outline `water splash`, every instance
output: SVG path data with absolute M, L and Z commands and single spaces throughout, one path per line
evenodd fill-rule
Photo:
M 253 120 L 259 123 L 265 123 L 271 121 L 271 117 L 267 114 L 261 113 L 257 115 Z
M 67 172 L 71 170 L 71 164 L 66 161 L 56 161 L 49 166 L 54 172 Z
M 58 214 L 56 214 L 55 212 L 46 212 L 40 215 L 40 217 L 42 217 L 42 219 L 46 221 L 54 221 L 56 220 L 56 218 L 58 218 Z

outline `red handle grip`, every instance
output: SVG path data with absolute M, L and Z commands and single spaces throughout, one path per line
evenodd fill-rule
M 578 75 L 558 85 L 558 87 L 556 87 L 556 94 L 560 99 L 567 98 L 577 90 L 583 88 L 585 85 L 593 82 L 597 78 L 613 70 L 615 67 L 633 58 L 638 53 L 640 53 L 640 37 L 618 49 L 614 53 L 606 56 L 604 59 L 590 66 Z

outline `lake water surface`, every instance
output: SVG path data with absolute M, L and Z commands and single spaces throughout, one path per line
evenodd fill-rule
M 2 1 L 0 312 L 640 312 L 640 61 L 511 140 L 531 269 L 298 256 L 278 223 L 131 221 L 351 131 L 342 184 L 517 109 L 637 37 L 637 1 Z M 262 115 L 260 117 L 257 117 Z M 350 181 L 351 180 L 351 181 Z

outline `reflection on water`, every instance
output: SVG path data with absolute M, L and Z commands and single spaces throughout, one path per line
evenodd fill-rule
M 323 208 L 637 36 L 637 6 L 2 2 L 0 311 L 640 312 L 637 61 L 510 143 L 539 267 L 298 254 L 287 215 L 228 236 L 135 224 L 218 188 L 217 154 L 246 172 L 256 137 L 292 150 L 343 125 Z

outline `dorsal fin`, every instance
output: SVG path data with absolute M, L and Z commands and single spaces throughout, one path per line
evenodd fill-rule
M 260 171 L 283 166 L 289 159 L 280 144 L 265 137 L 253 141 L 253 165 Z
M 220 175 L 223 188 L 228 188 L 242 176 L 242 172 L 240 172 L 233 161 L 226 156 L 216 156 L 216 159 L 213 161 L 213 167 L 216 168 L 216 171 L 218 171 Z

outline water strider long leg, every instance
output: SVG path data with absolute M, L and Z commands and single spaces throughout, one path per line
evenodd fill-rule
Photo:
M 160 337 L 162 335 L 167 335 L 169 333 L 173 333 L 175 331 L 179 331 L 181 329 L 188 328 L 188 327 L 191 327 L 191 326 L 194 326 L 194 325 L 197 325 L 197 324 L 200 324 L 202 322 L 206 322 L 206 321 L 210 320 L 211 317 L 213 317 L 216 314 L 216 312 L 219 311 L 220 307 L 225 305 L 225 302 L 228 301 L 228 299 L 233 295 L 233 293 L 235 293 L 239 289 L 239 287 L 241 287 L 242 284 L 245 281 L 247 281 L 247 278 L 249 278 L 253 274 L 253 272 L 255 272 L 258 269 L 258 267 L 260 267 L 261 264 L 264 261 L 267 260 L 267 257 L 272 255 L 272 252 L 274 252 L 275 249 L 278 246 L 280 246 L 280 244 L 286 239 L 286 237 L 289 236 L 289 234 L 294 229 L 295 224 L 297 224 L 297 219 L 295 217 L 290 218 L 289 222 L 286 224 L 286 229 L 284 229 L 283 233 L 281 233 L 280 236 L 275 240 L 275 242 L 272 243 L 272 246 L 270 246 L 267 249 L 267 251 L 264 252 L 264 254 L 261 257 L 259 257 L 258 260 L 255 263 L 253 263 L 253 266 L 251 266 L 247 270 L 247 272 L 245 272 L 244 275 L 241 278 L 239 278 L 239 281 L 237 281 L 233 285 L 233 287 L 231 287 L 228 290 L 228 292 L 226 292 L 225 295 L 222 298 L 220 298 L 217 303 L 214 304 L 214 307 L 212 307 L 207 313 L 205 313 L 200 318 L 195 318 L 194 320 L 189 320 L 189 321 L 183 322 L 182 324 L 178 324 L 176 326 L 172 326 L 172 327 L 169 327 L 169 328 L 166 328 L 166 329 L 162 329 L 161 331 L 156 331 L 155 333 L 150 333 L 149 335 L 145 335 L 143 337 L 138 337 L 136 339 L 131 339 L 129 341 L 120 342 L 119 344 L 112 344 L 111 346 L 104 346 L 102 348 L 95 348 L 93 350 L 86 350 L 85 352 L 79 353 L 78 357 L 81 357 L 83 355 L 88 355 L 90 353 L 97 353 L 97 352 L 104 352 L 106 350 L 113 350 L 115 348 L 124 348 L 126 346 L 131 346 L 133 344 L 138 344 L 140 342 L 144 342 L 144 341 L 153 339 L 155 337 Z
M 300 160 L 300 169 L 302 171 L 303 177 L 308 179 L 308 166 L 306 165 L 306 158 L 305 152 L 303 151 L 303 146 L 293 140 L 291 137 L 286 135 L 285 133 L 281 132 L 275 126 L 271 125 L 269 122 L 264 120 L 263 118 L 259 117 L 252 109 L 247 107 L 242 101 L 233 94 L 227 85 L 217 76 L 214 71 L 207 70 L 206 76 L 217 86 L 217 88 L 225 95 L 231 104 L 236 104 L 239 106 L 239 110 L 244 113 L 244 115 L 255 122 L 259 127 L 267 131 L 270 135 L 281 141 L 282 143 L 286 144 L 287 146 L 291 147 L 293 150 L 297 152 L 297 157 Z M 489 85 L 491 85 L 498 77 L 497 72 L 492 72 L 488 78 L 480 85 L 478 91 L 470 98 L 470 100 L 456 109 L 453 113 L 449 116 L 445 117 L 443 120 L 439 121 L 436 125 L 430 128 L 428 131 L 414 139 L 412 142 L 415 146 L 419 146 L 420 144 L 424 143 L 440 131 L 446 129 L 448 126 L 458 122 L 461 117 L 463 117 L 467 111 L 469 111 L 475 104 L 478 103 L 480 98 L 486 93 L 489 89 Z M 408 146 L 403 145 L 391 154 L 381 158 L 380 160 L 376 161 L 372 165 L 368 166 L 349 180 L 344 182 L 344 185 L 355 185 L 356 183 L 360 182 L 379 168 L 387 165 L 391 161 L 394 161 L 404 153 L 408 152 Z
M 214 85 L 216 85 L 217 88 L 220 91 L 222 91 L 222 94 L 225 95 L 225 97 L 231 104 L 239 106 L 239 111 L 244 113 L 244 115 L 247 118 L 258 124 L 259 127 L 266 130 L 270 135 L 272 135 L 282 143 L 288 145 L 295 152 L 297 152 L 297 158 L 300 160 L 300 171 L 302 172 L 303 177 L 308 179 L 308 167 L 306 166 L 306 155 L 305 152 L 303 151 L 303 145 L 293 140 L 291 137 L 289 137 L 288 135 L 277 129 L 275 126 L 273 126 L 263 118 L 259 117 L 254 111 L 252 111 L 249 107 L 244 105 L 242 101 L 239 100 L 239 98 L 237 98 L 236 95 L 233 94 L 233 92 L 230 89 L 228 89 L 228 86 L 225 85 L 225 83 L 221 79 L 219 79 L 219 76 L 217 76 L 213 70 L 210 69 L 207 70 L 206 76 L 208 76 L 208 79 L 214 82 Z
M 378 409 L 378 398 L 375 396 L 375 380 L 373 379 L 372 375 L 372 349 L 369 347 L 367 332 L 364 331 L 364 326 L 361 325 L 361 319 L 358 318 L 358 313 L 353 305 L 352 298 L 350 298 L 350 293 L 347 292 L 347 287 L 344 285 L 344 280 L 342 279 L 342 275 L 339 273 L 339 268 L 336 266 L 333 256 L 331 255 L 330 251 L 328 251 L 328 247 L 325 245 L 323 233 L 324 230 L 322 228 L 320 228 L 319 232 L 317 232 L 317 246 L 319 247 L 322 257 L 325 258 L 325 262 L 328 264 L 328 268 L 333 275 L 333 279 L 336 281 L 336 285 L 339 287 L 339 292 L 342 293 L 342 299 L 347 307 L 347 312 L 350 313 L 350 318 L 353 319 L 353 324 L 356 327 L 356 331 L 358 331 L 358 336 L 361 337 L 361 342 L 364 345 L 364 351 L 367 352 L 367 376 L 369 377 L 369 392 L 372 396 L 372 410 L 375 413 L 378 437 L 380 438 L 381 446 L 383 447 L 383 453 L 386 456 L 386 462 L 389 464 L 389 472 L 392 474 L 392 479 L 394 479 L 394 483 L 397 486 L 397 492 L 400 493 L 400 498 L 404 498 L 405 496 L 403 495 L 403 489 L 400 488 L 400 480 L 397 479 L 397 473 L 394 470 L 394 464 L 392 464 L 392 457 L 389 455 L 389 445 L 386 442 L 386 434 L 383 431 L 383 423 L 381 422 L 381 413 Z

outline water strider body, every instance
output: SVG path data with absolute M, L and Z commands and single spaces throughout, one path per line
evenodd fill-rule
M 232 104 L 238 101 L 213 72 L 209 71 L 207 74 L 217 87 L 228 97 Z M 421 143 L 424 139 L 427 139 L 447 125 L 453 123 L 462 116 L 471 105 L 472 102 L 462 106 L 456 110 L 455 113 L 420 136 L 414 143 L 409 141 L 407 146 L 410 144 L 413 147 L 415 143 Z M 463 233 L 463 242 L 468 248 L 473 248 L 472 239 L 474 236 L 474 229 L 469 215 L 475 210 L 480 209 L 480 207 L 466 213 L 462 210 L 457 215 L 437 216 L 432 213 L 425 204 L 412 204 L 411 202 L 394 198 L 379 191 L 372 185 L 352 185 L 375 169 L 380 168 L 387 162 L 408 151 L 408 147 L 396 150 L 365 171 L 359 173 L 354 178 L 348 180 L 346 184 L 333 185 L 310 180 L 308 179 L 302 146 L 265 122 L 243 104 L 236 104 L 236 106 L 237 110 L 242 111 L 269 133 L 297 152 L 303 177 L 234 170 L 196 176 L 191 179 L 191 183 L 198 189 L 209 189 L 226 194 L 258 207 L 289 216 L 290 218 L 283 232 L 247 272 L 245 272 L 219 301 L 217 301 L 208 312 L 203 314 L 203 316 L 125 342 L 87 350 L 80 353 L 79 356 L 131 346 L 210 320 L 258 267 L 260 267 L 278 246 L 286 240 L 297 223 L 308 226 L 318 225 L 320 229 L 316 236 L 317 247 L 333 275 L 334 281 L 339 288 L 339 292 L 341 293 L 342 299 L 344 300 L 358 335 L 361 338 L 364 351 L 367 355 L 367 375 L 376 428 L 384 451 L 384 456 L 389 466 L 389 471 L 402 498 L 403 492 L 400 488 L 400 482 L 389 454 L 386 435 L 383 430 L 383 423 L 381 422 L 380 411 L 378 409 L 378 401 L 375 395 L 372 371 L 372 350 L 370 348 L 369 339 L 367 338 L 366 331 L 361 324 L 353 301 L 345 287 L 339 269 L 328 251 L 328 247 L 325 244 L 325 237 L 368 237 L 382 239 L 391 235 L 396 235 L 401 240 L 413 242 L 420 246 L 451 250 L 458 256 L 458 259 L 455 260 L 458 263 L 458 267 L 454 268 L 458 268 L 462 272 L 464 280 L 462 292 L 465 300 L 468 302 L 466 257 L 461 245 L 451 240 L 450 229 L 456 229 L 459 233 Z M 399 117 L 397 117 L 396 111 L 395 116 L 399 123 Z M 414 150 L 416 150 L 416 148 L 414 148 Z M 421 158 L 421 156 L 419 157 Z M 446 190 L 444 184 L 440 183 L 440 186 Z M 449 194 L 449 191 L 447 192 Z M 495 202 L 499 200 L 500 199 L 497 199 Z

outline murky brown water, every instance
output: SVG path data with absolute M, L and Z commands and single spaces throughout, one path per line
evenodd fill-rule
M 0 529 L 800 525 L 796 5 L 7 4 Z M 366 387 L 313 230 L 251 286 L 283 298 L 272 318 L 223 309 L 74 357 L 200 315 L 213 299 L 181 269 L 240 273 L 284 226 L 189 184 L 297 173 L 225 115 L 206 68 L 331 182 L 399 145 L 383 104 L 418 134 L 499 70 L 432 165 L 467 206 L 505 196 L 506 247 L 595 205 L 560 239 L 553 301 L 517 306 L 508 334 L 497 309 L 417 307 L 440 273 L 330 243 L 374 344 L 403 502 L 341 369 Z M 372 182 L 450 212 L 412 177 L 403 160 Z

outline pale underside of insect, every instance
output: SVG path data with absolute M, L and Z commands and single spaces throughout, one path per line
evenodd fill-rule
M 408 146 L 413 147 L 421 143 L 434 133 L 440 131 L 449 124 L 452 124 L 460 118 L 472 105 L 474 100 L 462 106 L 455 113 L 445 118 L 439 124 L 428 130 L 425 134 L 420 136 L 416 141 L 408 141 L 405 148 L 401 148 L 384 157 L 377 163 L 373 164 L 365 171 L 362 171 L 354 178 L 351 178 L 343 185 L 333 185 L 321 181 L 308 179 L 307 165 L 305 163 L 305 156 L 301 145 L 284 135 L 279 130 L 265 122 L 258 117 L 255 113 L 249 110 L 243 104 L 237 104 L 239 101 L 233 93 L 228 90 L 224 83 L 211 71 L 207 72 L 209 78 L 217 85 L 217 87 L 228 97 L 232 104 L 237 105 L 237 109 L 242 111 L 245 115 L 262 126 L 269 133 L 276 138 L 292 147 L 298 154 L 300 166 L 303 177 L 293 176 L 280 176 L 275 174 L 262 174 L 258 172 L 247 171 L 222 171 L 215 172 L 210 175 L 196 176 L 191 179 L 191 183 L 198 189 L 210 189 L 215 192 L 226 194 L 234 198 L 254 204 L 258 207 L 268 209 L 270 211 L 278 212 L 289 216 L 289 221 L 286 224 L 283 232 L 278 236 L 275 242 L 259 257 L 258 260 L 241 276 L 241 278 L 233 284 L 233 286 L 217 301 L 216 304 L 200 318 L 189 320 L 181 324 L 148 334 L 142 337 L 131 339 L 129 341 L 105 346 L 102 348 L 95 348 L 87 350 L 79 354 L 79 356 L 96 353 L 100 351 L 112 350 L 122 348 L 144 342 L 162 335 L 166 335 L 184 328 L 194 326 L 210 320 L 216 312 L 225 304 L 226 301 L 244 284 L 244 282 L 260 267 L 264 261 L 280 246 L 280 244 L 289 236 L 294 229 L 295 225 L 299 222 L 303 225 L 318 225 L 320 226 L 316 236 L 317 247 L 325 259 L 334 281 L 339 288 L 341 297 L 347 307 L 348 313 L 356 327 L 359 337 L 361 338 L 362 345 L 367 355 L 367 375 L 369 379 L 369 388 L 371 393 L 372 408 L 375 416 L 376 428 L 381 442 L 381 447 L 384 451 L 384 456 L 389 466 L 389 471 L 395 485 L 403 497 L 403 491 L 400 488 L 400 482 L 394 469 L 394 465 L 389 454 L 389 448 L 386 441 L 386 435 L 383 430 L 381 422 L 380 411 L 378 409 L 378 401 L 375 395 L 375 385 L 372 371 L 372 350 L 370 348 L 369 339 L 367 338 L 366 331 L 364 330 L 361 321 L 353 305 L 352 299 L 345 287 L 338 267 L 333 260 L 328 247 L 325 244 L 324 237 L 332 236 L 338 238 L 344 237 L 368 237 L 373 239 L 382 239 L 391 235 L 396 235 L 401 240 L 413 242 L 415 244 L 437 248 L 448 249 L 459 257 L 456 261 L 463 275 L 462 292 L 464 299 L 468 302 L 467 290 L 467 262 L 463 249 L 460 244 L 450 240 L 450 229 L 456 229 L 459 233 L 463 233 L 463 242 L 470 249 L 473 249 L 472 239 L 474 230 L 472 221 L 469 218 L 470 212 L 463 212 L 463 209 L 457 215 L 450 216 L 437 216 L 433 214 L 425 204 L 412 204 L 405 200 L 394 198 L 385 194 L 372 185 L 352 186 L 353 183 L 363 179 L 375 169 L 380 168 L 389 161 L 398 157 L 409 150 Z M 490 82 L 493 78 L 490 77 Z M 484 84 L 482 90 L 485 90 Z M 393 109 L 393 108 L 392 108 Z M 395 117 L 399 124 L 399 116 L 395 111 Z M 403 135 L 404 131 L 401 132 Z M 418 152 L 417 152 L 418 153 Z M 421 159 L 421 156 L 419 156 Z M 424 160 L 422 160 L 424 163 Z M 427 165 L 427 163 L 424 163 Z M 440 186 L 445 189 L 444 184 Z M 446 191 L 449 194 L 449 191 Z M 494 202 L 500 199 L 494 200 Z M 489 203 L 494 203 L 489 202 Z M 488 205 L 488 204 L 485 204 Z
──────
_To do_: Can you switch "evenodd" to "nonzero" and give the listing again from its start up to and including the line with "M 67 172 L 71", with nothing else changed?

_Expected answer_:
outline `water splash`, every instance
output: SVG path data with absolute M, L and Z commands and single spaces throughout, one path per line
nonzero fill-rule
Photo:
M 253 120 L 259 123 L 265 123 L 271 121 L 271 117 L 267 114 L 261 113 L 257 115 Z
M 67 172 L 71 170 L 71 164 L 66 161 L 56 161 L 49 166 L 54 172 Z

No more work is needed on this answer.